(Supplied material begins)

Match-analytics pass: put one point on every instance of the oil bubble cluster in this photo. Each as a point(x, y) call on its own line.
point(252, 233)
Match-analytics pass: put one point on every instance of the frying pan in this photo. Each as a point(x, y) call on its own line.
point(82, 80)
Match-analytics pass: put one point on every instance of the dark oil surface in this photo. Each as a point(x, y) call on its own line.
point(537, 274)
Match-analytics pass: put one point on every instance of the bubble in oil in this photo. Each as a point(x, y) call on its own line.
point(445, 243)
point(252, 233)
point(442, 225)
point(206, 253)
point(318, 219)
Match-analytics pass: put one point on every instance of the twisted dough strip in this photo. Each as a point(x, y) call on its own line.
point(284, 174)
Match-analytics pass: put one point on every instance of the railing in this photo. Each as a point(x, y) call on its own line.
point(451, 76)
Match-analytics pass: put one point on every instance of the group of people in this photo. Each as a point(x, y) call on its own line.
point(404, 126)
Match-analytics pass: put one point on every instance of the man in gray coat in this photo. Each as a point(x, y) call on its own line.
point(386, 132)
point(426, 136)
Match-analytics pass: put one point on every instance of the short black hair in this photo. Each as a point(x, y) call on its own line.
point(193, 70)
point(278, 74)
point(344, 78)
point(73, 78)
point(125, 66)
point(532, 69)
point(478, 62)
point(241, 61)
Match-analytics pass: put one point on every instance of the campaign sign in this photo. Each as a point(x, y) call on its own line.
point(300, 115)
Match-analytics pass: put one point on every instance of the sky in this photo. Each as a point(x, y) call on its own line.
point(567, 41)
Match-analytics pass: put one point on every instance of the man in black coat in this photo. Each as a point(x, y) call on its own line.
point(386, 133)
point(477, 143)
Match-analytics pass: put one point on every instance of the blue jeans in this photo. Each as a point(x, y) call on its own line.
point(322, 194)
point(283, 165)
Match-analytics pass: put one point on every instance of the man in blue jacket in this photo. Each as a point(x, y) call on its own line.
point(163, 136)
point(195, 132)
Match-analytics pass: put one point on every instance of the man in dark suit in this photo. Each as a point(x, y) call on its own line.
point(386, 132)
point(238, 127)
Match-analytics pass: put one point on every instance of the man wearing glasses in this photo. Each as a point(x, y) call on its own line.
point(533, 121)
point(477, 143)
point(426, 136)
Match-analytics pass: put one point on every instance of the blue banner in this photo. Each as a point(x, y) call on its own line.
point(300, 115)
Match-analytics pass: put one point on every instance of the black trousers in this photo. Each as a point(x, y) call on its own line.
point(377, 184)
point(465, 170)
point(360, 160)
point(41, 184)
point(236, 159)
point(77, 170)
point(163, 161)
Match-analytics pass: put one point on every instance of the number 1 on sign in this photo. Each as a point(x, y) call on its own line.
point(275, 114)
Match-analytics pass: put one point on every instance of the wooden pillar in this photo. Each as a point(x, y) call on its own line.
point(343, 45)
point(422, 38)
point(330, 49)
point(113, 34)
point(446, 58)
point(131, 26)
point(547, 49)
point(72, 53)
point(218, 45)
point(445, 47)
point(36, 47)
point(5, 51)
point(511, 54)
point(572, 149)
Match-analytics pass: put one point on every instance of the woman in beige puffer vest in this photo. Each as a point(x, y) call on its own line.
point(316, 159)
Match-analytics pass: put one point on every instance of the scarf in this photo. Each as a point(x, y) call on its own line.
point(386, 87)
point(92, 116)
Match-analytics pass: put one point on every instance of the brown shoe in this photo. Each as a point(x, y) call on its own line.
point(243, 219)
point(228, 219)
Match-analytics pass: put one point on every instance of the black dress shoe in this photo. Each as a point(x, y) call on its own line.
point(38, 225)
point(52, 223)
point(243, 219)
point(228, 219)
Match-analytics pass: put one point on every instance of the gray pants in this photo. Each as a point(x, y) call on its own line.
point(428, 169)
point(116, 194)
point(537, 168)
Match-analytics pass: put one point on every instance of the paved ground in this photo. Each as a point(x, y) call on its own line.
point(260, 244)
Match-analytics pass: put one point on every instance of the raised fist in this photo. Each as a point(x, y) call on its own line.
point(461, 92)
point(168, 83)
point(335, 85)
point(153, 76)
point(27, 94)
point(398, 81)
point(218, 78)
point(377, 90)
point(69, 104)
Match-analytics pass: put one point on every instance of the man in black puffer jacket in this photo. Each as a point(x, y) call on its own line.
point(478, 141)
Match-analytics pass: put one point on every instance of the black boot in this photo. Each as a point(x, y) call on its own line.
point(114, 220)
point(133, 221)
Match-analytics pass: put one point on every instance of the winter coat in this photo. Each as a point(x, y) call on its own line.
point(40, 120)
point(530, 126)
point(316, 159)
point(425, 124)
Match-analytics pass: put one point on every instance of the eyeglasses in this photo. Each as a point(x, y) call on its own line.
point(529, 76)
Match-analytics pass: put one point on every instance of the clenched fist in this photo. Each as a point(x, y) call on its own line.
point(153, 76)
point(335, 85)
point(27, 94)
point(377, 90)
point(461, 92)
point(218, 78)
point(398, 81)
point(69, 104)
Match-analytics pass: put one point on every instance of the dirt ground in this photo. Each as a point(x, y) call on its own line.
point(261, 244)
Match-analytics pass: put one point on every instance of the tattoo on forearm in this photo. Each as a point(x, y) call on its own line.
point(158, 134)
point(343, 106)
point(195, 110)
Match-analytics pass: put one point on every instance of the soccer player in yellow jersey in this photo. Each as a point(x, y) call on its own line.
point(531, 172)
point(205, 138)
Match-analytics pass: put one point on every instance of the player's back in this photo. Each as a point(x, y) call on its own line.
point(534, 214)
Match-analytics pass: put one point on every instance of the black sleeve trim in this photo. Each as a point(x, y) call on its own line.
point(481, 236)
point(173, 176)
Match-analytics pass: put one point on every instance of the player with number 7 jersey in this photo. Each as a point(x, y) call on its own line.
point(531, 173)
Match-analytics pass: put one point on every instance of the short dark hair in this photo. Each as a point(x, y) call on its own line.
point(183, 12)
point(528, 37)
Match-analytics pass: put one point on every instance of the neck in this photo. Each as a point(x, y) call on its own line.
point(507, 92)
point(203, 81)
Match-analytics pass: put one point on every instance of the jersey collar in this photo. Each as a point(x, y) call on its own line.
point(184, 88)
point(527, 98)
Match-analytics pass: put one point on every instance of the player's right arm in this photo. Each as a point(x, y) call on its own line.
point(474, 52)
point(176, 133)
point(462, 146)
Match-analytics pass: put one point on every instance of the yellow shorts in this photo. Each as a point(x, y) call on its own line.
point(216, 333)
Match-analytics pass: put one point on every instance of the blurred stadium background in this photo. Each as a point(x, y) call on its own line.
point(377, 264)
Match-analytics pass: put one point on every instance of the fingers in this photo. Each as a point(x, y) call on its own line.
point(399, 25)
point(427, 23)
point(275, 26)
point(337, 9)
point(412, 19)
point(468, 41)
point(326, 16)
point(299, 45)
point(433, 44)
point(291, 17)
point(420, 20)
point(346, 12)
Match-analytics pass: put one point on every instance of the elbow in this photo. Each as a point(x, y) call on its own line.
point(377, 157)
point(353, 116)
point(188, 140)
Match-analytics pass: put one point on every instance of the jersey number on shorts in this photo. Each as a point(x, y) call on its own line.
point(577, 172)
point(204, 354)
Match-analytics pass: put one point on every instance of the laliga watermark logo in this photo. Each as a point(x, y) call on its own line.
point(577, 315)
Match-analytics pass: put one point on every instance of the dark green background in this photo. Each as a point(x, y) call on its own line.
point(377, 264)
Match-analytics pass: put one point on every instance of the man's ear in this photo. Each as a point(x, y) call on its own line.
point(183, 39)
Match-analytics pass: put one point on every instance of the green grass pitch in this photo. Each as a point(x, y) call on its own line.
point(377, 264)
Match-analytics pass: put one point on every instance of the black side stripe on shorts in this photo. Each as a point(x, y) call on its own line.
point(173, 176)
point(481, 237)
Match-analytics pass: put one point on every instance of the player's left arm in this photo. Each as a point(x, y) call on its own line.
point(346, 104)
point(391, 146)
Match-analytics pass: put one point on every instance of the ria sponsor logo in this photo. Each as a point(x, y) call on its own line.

(Supplied material ends)

**Exercise**:
Repeat, exactly and only, the lines above from the one containing "the black side" through the end of the material.

**Task solution**:
Match-analytics pass: put one point on every instance of the black side stripe on shorts in this photo. Each as a point(x, y) call on its own line.
point(173, 176)
point(481, 237)
Match-analytics pass: put one point on every instance of the player's left arm in this photo. Each as a point(x, y) call on its own line.
point(346, 104)
point(391, 146)
Match-analytics pass: put one point on every instance of the ria sponsor logo in this photo. Each as a point(x, y) call on its own line.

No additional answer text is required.